Problem to solve → Edit the entries below so that each "keypoint" becomes "marker", with everything else left as it is.

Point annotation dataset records
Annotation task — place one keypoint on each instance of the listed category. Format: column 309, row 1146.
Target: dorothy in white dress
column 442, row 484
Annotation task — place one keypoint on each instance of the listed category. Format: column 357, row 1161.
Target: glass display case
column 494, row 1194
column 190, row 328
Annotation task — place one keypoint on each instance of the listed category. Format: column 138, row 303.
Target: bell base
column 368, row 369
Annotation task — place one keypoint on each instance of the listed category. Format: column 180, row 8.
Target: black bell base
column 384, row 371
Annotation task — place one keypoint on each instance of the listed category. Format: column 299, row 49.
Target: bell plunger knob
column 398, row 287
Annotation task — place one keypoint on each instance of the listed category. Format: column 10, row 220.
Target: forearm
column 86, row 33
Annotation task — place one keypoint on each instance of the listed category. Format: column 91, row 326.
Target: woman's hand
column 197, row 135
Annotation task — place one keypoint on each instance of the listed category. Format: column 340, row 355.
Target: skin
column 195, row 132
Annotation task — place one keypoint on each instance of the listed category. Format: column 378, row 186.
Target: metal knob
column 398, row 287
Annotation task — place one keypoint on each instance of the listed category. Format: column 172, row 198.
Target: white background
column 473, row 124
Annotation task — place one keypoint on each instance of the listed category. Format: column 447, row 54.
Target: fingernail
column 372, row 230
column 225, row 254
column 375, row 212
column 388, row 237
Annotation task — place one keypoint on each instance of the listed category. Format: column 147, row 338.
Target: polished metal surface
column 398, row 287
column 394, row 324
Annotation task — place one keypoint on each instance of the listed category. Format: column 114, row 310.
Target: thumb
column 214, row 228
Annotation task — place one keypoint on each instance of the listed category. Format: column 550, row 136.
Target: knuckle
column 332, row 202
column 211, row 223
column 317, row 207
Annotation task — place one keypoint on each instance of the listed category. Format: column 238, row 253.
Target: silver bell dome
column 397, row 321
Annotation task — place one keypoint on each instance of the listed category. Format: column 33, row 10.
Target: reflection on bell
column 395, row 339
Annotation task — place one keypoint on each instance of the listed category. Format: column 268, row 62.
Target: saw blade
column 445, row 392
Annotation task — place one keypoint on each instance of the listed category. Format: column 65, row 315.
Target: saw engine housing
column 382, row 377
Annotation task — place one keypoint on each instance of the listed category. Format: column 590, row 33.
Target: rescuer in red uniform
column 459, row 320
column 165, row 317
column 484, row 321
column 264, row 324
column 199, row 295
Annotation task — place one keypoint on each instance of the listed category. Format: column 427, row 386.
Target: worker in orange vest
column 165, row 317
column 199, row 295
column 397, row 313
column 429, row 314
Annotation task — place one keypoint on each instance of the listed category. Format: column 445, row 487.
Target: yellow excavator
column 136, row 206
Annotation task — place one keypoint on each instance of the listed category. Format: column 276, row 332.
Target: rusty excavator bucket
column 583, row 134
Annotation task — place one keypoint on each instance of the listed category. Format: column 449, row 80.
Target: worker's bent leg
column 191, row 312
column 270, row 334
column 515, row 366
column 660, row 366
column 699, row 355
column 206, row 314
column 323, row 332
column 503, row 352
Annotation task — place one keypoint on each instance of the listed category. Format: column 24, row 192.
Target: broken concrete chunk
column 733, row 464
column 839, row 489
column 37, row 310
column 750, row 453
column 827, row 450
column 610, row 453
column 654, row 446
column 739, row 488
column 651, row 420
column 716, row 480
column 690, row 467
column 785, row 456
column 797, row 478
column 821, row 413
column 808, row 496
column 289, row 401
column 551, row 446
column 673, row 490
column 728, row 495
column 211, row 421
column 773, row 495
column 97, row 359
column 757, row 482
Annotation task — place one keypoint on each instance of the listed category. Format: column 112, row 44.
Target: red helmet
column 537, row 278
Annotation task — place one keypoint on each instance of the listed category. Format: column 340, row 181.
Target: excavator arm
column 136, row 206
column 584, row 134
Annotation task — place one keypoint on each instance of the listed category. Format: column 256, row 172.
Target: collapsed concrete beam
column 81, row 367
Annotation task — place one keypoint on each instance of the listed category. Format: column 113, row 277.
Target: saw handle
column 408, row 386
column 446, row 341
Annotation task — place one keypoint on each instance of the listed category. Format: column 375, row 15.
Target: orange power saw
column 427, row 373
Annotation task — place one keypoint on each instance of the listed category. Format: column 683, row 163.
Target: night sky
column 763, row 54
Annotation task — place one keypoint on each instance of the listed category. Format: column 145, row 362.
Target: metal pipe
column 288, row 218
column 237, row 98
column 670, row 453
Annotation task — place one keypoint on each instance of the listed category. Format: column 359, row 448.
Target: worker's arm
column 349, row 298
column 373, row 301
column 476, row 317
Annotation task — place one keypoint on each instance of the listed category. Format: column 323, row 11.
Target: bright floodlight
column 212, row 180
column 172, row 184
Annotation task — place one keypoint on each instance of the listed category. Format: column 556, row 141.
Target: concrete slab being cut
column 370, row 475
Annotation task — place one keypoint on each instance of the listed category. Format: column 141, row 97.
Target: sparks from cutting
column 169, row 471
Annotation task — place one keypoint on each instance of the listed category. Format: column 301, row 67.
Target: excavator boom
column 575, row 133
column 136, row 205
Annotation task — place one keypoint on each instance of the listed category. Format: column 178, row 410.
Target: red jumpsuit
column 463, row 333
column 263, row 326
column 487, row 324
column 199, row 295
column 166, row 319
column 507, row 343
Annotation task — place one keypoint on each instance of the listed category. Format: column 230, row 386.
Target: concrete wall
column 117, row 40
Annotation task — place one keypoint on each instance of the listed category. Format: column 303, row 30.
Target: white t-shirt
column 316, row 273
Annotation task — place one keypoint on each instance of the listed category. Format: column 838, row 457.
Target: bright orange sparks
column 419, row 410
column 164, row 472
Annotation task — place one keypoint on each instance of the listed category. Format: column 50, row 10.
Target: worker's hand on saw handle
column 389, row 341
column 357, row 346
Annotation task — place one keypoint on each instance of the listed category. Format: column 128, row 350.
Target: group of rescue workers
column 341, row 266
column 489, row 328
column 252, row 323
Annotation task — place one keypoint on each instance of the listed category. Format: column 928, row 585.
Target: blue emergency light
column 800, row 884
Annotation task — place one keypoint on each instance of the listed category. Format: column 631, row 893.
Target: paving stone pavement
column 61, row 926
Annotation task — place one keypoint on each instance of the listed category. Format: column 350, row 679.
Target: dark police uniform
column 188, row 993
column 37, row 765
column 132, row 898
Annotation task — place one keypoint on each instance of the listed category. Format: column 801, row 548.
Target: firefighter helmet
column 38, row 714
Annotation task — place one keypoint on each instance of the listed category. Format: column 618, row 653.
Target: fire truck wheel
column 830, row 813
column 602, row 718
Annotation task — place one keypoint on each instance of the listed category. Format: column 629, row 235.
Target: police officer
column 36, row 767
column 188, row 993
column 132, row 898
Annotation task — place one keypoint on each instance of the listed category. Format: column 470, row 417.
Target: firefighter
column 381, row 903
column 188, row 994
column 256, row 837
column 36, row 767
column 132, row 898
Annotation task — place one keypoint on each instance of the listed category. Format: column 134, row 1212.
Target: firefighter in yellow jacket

Full answer →
Annotation task — place one marker on each instance of the listed category. Format: column 309, row 1146.
Target: dorothy in white dress
column 442, row 484
Annotation task — place one marker on each instance of the listed category. Format: column 357, row 1161.
Target: glass display case
column 494, row 1194
column 190, row 328
Annotation task — place one marker on each instance of the listed category. Format: column 138, row 303.
Target: bell base
column 368, row 369
Annotation task — place one marker on each instance of the listed category. Format: column 180, row 8.
Target: black bell base
column 384, row 371
Annotation task — place one marker on each instance of the listed category. Format: column 299, row 49.
Target: bell plunger knob
column 398, row 287
Annotation task — place one marker on each instance of the listed category. Format: column 10, row 220.
Target: forearm
column 86, row 33
Annotation task — place one marker on each instance of the listed category. Format: column 91, row 326.
Target: woman's hand
column 197, row 135
Annotation task — place one marker on each instance of the listed category. Format: column 340, row 355.
Target: skin
column 195, row 132
Annotation task — place one marker on each instance of the listed category. Format: column 378, row 186.
Target: metal knob
column 398, row 287
Annotation task — place one marker on each instance of the listed category. Format: column 172, row 198.
Target: white background
column 473, row 124
Annotation task — place one marker on each instance of the listed category. Format: column 447, row 54.
Target: fingernail
column 372, row 230
column 225, row 254
column 375, row 212
column 388, row 237
Annotation task — place one marker on each instance of the listed category. Format: column 147, row 338.
Target: polished metal surface
column 398, row 287
column 394, row 324
Annotation task — place one marker on each instance of the listed category. Format: column 114, row 310.
Target: thumb
column 214, row 228
Annotation task — place one marker on each instance of the listed category. Format: column 550, row 136.
Target: knuckle
column 332, row 202
column 211, row 223
column 317, row 207
Annotation task — place one marker on each instance of the listed category. Format: column 238, row 253.
Target: silver bell dome
column 397, row 321
Annotation task — place one marker on each instance of the listed category. Format: column 33, row 10.
Target: reflection on bell
column 395, row 339
Annotation task — place one marker on each instance of the listed category. Format: column 268, row 62.
Target: saw blade
column 445, row 392
Annotation task — place one marker on each instance of the listed category. Format: column 65, row 315.
Target: saw engine housing
column 382, row 377
Annotation task — place one marker on each instance of the listed category. Format: column 590, row 33.
Target: rescuer in red uniform
column 459, row 320
column 165, row 317
column 484, row 321
column 264, row 324
column 199, row 295
Annotation task — place one marker on each instance of the listed category. Format: column 427, row 386.
Target: worker in orange vest
column 165, row 317
column 199, row 295
column 397, row 313
column 429, row 314
Annotation task — place one marker on each instance of the listed category. Format: column 445, row 487.
Target: yellow excavator
column 136, row 206
Annotation task — place one marker on each instance of the listed category. Format: column 276, row 332.
Target: rusty excavator bucket
column 583, row 134
Annotation task — place one marker on each instance of the listed category. Format: column 449, row 80.
Target: worker's bent leg
column 191, row 312
column 270, row 334
column 515, row 366
column 660, row 366
column 699, row 355
column 206, row 314
column 323, row 332
column 503, row 352
Annotation task — place one marker on each instance of the listed category. Format: column 24, row 192.
Target: broken concrete chunk
column 733, row 464
column 839, row 489
column 37, row 310
column 750, row 453
column 827, row 450
column 610, row 453
column 654, row 446
column 739, row 488
column 651, row 420
column 716, row 480
column 690, row 467
column 785, row 456
column 797, row 478
column 821, row 413
column 808, row 496
column 289, row 401
column 551, row 446
column 673, row 490
column 728, row 495
column 211, row 421
column 773, row 495
column 97, row 359
column 757, row 482
Annotation task — place one marker on each instance of the listed category. Format: column 112, row 44.
Target: red helmet
column 537, row 278
Annotation task — place one marker on each instance of the listed category. Format: column 340, row 181.
Target: excavator arm
column 136, row 206
column 584, row 134
Annotation task — place one marker on each instance of the listed category. Format: column 256, row 172.
Target: collapsed concrete beam
column 81, row 367
Annotation task — place one marker on each instance of the listed category. Format: column 113, row 277.
Target: saw handle
column 408, row 386
column 446, row 341
Annotation task — place one marker on each instance of the listed category. Format: column 375, row 15.
Target: orange power saw
column 427, row 373
Annotation task — place one marker on each instance of the listed category. Format: column 683, row 163.
Target: night sky
column 763, row 54
Annotation task — place one marker on each instance of the listed category. Format: column 145, row 362.
Target: metal pipe
column 288, row 218
column 237, row 98
column 670, row 453
Annotation task — place one marker on each instance of the listed category. Format: column 359, row 448.
Target: worker's arm
column 349, row 298
column 373, row 301
column 476, row 317
Annotation task — place one marker on each instance of the listed category. Format: column 323, row 11.
Target: bright floodlight
column 212, row 180
column 172, row 184
Annotation task — place one marker on each instance of the listed category. Format: column 556, row 141.
Target: concrete slab being cut
column 370, row 475
Annotation task — place one marker on each instance of the listed category. Format: column 141, row 97.
Target: sparks from cutting
column 169, row 471
Annotation task — place one marker on each instance of the listed category. Format: column 301, row 67.
Target: excavator boom
column 575, row 133
column 136, row 205
Annotation task — place one marker on each instance of the listed category. Format: column 178, row 410.
Target: red jumpsuit
column 463, row 333
column 263, row 326
column 487, row 324
column 199, row 295
column 166, row 319
column 507, row 343
Annotation task — place one marker on each instance of the listed category. Format: column 230, row 386.
Target: concrete wall
column 117, row 40
Annotation task — place one marker on each instance of the listed category. Format: column 303, row 30.
Target: white t-shirt
column 316, row 273
Annotation task — place one marker on each instance of the listed category. Format: column 838, row 457.
Target: bright orange sparks
column 419, row 410
column 164, row 472
Annotation task — place one marker on each instance of the listed category. Format: column 50, row 10.
Target: worker's hand on saw handle
column 389, row 341
column 357, row 346
Annotation task — place one marker on each instance of the listed category. Format: column 128, row 350.
Target: group of rescue workers
column 341, row 266
column 489, row 328
column 252, row 323
Annotation task — place one marker on each instance of the listed category. Format: column 928, row 585.
Target: blue emergency light
column 800, row 884
Annotation task — place one marker on each instance of the listed category. Format: column 631, row 893.
Target: paving stone pavement
column 61, row 926
Annotation task — place one marker on each instance of the listed category. Format: column 350, row 679.
Target: dark police uniform
column 188, row 993
column 37, row 765
column 132, row 898
Annotation task — place one marker on each instance of the listed category. Format: column 801, row 548.
Target: firefighter helmet
column 38, row 714
Annotation task — place one marker on each instance of the listed category. Format: column 618, row 653.
Target: fire truck wheel
column 830, row 813
column 602, row 718
Annotation task — place one marker on each instance of the listed category. Format: column 629, row 235.
Target: police officer
column 36, row 767
column 188, row 993
column 132, row 898
Annotation task — place one marker on each instance of the listed category. Format: column 470, row 417.
Target: firefighter
column 381, row 903
column 188, row 994
column 256, row 837
column 36, row 767
column 132, row 898
Annotation task — place one marker on each instance of the listed category. Format: column 134, row 1212.
Target: firefighter in yellow jacket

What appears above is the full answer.